## TASK OBJECTIVE
Can you copy out, line for line, the stretch from the start of the data through the line containing "point(49, 242)", and nothing more?

## AVAILABLE RECORDS
____________
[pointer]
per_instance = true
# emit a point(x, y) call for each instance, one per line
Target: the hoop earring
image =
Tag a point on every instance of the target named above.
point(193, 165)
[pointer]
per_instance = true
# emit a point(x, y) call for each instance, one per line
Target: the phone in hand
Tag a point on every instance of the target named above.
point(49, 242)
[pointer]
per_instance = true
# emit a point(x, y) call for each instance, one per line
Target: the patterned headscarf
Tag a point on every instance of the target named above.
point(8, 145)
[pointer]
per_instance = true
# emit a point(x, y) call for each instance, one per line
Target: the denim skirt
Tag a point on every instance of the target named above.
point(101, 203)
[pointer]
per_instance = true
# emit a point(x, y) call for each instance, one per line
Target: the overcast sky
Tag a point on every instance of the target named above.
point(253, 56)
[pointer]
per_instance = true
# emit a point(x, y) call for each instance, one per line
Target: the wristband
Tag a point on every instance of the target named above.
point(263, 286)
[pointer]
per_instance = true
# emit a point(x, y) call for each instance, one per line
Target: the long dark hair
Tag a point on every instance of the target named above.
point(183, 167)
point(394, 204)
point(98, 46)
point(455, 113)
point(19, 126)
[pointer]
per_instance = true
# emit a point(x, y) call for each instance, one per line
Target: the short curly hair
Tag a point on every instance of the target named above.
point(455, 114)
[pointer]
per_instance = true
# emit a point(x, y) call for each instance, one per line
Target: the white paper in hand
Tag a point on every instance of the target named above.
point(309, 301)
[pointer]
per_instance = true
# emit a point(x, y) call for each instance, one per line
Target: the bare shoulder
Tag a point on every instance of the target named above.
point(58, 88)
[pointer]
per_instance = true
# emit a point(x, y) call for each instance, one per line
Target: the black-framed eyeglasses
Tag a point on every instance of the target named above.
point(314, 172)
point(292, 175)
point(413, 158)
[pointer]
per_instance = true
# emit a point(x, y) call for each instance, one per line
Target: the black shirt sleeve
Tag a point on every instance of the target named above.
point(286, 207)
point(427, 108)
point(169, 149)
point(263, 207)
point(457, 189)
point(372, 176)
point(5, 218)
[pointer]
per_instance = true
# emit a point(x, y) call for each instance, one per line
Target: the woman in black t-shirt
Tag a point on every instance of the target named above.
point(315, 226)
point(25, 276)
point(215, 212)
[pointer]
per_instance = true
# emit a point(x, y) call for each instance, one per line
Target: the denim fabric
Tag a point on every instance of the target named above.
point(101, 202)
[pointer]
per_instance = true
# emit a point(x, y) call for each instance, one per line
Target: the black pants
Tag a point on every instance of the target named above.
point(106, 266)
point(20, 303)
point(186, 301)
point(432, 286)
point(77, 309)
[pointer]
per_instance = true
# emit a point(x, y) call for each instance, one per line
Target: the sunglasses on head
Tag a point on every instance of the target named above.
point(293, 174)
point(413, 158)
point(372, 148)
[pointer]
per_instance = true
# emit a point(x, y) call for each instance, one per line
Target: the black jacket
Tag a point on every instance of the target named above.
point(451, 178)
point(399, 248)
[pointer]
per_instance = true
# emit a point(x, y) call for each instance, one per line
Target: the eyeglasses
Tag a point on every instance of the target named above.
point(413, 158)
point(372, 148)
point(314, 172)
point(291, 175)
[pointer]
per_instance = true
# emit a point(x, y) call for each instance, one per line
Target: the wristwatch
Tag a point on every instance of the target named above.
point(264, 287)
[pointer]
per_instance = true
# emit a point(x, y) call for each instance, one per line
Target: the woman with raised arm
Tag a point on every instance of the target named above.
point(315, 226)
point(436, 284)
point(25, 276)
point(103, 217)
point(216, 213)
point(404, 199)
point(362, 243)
____________
## SOLUTION TO THIS EXERCISE
[pointer]
per_instance = true
# emit a point(x, y) call for each instance, one per line
Target: the hoop earring
image =
Tag a point on every instance of the target named above.
point(193, 165)
[pointer]
per_instance = true
# emit a point(x, y) call for each instance, one per line
Target: the phone in hand
Tag a point on every instance of the target named above.
point(49, 242)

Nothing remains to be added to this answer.